SELECTED EXTRACT.
Severe judgments of the courts were rendered against them throughout all
Italy on various charges--for exercising military command, for serving in
the army, for contributing money, for rendering other service, or even
giving counsel against Sulla. Hospitality, private friendship, the borrowing
or lending of money, were alike accounted crimes. Now and then one would be
arrested for doing a kindness to a suspect, or merely for being his
companion on a journey. These accusations abounded mostly against the rich.

YOUR ASSIGNMENT. Can you continue the passage about the persecution of Sulla's opponents across Italy, starting right after its last sentence? Nothing in the material is needed here.

RECORD EXCERPTS.

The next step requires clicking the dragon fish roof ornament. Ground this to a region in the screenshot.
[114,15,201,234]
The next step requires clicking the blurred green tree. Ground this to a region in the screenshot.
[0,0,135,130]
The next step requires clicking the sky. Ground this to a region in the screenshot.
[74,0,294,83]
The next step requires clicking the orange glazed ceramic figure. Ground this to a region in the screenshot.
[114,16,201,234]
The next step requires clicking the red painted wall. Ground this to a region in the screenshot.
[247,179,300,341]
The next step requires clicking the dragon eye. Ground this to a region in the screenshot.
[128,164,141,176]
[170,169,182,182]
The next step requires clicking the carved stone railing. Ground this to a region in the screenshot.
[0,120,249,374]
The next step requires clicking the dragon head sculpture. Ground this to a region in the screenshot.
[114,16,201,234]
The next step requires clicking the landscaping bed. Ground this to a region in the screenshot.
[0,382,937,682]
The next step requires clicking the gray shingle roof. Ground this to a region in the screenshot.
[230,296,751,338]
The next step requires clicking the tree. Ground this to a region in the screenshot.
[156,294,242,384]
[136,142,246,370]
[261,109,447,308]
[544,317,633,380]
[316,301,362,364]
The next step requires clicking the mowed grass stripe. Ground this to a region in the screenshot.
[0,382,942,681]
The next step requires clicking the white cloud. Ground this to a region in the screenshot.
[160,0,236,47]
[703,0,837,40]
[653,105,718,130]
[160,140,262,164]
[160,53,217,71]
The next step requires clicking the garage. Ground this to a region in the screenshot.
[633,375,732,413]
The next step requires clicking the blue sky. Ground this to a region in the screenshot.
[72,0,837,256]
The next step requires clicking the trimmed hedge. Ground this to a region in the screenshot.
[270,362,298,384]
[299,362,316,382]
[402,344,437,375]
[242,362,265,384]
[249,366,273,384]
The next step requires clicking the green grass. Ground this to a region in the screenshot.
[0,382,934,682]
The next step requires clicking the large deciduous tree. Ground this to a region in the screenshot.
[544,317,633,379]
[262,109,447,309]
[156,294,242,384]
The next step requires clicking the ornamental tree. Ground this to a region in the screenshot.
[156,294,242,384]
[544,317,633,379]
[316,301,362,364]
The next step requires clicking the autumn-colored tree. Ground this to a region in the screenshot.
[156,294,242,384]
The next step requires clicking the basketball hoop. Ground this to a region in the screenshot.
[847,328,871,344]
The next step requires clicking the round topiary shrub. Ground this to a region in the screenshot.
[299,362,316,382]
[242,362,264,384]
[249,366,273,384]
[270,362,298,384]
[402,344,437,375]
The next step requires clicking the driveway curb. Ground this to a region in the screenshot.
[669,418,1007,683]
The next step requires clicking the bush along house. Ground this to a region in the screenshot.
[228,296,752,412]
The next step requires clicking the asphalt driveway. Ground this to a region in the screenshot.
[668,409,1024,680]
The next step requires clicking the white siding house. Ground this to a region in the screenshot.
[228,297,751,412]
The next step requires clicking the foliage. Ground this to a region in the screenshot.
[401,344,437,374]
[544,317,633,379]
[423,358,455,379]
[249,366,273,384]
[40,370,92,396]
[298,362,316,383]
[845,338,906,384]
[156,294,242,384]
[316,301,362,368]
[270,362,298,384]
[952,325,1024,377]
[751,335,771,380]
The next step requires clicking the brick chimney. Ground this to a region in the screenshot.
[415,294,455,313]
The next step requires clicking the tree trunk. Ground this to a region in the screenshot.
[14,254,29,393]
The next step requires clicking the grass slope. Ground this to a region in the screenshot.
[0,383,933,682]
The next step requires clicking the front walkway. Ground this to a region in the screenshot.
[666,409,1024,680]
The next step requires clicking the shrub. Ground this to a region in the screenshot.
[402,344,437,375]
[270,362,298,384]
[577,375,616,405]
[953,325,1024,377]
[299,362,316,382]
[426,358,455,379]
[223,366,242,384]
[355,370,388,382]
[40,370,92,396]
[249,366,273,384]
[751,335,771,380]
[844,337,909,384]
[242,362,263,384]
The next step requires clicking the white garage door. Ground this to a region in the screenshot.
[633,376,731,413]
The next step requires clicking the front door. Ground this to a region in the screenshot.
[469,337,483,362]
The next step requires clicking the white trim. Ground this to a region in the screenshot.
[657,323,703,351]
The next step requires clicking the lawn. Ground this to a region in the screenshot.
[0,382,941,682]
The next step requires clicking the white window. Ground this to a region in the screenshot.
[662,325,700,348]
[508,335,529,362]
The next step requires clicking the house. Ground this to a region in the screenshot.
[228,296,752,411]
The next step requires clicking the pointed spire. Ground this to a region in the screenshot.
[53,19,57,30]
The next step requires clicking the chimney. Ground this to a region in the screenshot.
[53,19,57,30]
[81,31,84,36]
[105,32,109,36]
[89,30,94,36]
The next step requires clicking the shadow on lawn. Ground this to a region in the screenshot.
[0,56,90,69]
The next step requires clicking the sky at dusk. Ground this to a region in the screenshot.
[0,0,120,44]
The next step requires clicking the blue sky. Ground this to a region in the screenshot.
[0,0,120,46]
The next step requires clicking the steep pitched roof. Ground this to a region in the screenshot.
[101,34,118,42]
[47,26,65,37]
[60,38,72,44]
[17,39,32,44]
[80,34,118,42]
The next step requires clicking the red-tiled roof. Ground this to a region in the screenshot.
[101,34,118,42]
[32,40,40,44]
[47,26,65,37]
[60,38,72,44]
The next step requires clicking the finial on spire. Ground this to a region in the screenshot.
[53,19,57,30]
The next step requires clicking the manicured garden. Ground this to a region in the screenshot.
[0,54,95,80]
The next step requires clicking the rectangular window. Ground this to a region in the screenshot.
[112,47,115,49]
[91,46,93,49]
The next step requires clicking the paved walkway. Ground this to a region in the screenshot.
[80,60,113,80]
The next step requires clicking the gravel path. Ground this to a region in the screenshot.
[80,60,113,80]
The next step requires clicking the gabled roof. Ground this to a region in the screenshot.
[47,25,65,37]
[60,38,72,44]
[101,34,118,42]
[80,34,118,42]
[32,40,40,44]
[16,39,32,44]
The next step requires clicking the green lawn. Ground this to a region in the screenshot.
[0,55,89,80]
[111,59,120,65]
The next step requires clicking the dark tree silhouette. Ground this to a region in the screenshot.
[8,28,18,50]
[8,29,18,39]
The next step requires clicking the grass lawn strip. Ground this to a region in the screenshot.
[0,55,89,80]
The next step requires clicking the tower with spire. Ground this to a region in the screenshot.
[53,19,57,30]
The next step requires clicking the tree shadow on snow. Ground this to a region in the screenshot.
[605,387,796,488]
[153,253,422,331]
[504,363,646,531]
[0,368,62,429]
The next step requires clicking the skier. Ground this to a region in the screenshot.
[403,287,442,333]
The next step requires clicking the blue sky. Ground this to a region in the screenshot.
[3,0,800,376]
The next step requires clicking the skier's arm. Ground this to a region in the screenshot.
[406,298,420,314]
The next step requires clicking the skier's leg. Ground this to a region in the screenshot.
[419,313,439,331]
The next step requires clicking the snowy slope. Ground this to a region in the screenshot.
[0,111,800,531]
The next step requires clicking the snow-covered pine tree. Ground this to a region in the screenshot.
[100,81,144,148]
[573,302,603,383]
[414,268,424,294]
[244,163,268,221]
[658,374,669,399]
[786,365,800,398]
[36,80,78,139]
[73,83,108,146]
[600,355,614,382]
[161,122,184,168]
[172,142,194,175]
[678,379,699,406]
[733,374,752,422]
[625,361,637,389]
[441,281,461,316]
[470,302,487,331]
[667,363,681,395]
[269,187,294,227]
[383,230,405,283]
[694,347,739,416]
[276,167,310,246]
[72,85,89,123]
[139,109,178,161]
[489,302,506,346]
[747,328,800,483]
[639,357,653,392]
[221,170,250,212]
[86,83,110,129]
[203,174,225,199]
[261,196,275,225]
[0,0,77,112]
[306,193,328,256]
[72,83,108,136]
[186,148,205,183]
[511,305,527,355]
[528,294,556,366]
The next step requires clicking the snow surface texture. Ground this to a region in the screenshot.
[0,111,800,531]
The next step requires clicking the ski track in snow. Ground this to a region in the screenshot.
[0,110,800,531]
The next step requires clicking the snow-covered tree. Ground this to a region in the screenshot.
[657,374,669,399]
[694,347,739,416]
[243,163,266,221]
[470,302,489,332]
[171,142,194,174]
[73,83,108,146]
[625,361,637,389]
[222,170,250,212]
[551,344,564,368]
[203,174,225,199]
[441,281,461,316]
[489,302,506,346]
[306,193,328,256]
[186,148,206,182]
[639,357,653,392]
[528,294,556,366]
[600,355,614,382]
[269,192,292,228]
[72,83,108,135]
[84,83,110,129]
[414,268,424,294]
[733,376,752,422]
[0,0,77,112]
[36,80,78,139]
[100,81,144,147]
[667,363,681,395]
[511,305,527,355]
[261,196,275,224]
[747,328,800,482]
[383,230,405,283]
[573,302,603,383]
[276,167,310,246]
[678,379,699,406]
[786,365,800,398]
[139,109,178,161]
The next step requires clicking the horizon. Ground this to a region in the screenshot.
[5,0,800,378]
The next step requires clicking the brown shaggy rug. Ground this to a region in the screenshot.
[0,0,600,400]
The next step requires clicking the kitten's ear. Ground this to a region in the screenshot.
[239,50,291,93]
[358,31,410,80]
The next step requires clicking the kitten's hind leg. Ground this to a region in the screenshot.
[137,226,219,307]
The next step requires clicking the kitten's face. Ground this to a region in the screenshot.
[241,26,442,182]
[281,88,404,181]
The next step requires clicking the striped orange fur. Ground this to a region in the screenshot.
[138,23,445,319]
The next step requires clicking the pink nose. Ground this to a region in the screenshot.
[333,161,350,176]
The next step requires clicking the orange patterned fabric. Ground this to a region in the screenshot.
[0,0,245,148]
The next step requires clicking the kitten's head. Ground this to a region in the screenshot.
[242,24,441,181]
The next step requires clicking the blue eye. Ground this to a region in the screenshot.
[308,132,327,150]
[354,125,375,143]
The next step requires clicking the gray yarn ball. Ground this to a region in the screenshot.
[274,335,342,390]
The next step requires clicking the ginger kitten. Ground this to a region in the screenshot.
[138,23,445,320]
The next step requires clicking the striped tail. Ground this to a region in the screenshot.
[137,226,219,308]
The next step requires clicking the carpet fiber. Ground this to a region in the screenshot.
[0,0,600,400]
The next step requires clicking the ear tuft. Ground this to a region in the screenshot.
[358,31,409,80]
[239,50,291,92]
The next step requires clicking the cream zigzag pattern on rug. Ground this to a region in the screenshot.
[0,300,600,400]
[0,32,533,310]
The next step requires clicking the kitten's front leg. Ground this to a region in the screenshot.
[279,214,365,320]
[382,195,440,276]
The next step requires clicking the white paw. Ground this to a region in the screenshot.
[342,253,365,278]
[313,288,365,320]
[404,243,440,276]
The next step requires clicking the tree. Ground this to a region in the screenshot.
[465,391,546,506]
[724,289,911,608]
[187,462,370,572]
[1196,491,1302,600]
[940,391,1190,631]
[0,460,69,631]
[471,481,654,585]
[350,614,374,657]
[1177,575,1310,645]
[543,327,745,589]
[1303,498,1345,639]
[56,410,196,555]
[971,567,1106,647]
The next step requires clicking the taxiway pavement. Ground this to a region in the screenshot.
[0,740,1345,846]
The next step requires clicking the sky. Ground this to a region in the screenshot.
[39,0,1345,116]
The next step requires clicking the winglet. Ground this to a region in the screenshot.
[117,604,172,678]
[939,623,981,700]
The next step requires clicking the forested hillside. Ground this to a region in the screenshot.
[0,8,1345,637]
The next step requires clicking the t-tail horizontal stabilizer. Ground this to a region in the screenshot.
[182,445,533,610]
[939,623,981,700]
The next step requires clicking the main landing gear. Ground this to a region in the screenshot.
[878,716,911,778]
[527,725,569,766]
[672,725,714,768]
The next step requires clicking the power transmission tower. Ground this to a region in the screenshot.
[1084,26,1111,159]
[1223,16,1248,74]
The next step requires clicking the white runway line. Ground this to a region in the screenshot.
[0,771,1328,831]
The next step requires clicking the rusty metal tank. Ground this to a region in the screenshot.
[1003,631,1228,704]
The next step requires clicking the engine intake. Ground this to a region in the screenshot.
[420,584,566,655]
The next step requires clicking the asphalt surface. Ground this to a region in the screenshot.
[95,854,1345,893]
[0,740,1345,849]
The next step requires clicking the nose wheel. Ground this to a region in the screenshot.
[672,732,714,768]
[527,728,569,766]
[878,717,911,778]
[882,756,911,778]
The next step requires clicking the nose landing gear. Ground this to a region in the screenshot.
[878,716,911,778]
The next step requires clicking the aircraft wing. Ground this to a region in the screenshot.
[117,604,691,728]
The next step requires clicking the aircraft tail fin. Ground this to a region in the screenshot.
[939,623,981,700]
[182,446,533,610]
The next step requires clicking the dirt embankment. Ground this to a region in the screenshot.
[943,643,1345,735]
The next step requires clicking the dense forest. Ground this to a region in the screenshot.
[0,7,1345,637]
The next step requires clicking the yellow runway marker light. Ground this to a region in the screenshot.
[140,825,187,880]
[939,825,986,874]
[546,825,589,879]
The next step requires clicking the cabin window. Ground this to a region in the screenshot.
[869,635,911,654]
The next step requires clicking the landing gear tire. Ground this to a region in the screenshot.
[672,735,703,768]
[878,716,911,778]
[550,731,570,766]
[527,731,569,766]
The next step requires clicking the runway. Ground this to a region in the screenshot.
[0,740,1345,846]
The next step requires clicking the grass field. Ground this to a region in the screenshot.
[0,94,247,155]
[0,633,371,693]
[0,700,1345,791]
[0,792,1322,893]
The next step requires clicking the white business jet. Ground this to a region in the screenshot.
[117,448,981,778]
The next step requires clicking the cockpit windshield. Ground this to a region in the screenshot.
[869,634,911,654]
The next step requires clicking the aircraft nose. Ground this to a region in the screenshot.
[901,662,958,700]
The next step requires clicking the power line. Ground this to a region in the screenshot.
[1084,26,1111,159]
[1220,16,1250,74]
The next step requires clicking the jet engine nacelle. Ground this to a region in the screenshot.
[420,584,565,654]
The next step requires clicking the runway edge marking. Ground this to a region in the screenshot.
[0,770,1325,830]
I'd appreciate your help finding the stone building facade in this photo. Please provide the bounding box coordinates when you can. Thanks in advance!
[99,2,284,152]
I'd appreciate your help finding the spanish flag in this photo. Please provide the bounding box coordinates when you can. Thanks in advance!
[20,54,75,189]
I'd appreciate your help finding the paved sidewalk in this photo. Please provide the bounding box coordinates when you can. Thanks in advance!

FINAL ANSWER.
When charges against individuals failed Sulla took vengeance on whole
communities. He punished some of them by demolishing their citadels, or
destroying their walls, or by imposing heavy fines and contributions on
them. Among most of them he placed colonies of his troops in order to hold
Italy under garrisons, sequestrating their lands and houses and dividing
them among his soldiers, whom he thus made true to him during his life and
even after his death. As they could not be secure in their own holdings
unless all of Sulla's affairs were on a firm foundation, they were his
stoutest champions even after he was deceased. While the affairs of Italy
were in this state, Pompey sent a force and captured Carbo, who had fled
with many persons of distinction from Africa to Sicily and thence to the
island of Cossyra. He ordered his officers to kill all of the others without
bringing them into his presence; but Carbo, who had been thrice consul, he
caused to be brought before his feet in chains, and after making a public
harangue at him, killed him and sent his head to Sulla.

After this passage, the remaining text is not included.